杨 拓
电子媒介文学文本的多媒介性研究
杨 拓
当文学的发展走向了电子媒介时代,文学文本也由单一的媒介性走向了多媒介性。这种转变让文学从形式到内容都发生了翻天覆地的转变。在电子媒介载体下,多媒介性文本的出现让文学从创作到阅读再到审美都随之发生了剧烈的变革,因此对电子媒介文本多媒介性的探讨和研究有助于了解文学未来的发展方向。
文本;电子媒介;多媒介性;审美
杨 拓,江西师范大学国际教育学院讲师,文学博士。(江西南昌 330008)
随着人类历史的演进特别是近代第三次信息技术革命的爆发,科技的力量在人类的生活中占据着越来越重要的位置,一只看不见的手也正在改变着人类的交流方式与思维模式。人们从过去的口口交流、书信往来发展到后来的用电报、电话传递信息,再到今天的手机短信、电脑网络、微信平台等多元化的交流模式,易感知、便捷性的特征逐渐成为人类交流发展的趋势,而电子媒介的发明正是促成这种趋势的平台。文学作为一种以语言文字符号传递文本信息的艺术方式,是人类情感交流与审美思维的一种重要形式。在电子媒介时代,文学也在形式与内容上都发生了翻天覆地的转变。特别是电子媒介文本的出现,改变了文学的生存与发展态势,使得文学的很多传统表达与接受模式被打破。本文在此基础上试图进一步探讨电子媒介文本中多媒介性的发展态势,以求对未来文学的发展方向达到深入的解析。
________
任务说明
请从这篇关于电子媒介文学文本的文章中原样摘录从“文本;电子媒介;多媒介性;审美”到“学的发展方向达到深入的解析。”的部分。 这些数据行与上面的文章没有关系。
________
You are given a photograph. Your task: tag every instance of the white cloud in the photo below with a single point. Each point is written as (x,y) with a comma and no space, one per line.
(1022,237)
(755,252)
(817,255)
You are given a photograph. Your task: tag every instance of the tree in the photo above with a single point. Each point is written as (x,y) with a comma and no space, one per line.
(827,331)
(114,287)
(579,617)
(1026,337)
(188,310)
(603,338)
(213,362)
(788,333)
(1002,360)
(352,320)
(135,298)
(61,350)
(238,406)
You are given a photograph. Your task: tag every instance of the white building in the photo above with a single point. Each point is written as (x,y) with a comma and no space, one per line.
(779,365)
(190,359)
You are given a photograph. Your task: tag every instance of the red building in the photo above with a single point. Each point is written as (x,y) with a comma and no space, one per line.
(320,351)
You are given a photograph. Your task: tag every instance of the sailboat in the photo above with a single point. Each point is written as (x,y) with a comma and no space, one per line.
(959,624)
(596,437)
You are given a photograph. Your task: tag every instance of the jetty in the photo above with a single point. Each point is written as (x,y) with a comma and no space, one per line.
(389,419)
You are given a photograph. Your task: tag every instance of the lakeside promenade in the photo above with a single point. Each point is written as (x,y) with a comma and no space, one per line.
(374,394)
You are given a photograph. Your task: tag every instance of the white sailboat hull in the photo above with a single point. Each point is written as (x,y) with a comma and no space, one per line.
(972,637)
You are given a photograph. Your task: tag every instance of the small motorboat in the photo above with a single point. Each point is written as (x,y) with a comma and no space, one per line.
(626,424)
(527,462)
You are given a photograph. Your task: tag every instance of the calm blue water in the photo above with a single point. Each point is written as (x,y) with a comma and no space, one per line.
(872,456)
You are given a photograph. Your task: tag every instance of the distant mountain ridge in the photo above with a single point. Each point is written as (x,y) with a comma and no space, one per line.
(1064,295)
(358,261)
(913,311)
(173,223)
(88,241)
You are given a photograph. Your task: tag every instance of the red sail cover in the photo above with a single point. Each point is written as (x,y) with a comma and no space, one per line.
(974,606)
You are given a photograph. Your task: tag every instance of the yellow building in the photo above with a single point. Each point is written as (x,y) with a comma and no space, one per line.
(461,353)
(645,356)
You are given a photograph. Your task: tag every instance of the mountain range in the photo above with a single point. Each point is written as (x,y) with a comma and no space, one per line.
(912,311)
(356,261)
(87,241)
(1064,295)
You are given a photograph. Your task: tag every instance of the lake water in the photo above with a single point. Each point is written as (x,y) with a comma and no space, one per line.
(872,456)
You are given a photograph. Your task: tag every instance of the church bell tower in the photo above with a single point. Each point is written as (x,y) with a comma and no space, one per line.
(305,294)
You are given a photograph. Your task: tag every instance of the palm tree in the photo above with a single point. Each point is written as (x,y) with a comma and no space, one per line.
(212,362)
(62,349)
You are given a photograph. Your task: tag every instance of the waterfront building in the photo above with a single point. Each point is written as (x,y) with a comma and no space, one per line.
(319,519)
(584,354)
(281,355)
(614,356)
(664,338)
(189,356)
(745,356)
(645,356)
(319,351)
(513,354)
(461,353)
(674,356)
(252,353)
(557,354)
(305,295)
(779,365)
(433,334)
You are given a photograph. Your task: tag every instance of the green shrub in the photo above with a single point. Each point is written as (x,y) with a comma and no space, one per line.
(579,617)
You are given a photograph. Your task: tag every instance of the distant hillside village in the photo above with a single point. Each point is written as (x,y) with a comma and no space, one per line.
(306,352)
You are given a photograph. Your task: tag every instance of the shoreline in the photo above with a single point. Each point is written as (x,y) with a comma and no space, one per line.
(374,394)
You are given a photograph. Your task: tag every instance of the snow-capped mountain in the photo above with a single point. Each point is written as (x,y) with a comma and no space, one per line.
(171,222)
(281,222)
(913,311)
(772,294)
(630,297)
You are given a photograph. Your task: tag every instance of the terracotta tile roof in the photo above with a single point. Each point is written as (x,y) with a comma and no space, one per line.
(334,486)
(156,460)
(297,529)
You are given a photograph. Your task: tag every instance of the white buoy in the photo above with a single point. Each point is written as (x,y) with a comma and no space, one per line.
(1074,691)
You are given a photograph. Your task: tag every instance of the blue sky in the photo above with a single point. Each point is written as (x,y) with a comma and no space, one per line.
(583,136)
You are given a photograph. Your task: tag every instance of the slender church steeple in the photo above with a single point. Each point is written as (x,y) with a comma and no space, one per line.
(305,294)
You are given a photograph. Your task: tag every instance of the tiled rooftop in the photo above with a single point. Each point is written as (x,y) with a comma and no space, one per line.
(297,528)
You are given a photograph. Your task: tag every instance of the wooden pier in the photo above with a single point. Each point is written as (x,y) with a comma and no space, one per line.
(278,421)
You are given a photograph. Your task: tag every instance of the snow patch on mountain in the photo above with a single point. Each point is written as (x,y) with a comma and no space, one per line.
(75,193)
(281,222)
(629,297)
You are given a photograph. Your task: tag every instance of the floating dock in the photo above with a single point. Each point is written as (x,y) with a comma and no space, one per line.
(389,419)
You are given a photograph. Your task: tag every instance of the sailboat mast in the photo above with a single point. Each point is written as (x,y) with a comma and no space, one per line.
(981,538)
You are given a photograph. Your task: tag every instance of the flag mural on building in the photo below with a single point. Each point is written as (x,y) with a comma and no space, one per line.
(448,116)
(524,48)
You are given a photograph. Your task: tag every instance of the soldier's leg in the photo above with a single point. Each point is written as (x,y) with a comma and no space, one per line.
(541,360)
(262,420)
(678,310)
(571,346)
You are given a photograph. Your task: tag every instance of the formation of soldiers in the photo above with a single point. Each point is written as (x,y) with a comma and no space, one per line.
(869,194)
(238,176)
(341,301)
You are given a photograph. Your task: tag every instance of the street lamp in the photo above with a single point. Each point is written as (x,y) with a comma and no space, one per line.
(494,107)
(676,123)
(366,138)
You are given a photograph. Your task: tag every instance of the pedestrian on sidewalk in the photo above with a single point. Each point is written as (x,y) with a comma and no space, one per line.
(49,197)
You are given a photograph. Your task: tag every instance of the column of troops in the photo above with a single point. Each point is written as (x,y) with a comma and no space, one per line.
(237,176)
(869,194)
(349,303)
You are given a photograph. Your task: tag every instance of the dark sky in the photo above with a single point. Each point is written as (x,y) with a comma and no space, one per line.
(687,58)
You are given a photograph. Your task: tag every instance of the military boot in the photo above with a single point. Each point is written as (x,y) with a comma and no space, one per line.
________
任务解答
文本;电子媒介;多媒介性;审美
杨 拓,江西师范大学国际教育学院讲师,文学博士。(江西南昌 330008)
随着人类历史的演进特别是近代第三次信息技术革命的爆发,科技的力量在人类的生活中占据着越来越重要的位置,一只看不见的手也正在改变着人类的交流方式与思维模式。人们从过去的口口交流、书信往来发展到后来的用电报、电话传递信息,再到今天的手机短信、电脑网络、微信平台等多元化的交流模式,易感知、便捷性的特征逐渐成为人类交流发展的趋势,而电子媒介的发明正是促成这种趋势的平台。文学作为一种以语言文字符号传递文本信息的艺术方式,是人类情感交流与审美思维的一种重要形式。在电子媒介时代,文学也在形式与内容上都发生了翻天覆地的转变。特别是电子媒介文本的出现,改变了文学的生存与发展态势,使得文学的很多传统表达与接受模式被打破。本文在此基础上试图进一步探讨电子媒介文本中多媒介性的发展态势,以求对未来文学的发展方向达到深入的解析。